**Goal:** Rewrite the items from the line with "box and record the coordinates." up to and including the last line of the items, requests included, scaling every coordinate in the answers by 1.45 and rounding to whole numbers, with halves rounded up.

**Records provided:**
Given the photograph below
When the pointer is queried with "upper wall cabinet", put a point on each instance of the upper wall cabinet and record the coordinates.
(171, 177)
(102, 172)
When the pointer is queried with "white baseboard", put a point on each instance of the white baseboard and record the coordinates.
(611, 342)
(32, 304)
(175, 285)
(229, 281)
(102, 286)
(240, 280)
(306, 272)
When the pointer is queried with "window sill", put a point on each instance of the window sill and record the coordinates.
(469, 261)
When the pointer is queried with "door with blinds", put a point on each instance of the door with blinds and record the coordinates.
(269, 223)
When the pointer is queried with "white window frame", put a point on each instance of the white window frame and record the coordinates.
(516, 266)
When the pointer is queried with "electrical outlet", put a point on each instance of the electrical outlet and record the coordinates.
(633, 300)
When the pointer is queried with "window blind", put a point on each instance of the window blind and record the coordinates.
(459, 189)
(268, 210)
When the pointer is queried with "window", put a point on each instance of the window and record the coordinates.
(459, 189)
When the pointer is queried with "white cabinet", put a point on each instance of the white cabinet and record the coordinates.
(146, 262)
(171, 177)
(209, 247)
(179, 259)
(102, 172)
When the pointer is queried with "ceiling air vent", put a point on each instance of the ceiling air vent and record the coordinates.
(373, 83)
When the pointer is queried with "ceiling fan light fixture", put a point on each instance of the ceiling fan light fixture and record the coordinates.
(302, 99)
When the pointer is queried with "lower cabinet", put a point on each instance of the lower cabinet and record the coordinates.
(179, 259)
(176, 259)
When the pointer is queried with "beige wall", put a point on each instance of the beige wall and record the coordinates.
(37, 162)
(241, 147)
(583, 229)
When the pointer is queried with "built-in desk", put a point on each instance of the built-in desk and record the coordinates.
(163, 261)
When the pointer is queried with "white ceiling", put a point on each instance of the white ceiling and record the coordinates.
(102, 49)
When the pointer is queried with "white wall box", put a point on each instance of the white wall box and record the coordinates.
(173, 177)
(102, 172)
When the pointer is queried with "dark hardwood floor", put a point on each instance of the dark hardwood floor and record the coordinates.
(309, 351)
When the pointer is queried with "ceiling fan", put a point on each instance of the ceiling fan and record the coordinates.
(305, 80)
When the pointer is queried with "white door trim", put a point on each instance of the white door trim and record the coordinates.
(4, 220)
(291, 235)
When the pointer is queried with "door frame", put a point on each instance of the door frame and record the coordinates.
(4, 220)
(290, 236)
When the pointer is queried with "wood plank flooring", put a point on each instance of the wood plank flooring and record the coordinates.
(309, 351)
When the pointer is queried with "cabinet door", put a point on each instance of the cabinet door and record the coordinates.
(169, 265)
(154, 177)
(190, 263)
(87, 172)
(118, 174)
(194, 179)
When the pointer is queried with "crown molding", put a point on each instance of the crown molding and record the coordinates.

**Completed task:**
When the pointer is queried with "white wall box", put a point on each instance of the white wall box and record the coordinates.
(251, 257)
(148, 249)
When the pointer is queried with "dark hardwood floor", put a point on each instance of the dark hardwood floor and record the coordinates.
(448, 509)
When the pointer is queried with "ceiling fan", put a point on each instance of the ceiling fan and record the coordinates.
(442, 116)
When the pointer is queried with "white door trim", put a point on each instance of the white door trim and record the coordinates.
(6, 319)
(422, 341)
When the pointer is queried with "door frame", put a point on each instance of the door frame and record the coordinates.
(6, 319)
(421, 342)
When the pointer is queried with "wood plank flooring", put a point on each instance of the wood plank flooring and record the coordinates.
(448, 509)
When the pointer is queried with "cabinet door", put a point on each instance of the cabinet door and record the coordinates.
(245, 384)
(223, 257)
(276, 381)
(126, 249)
(171, 252)
(281, 260)
When the pointer is queried with "crown molding", put a point on each instance of the crown molding and record the coordinates.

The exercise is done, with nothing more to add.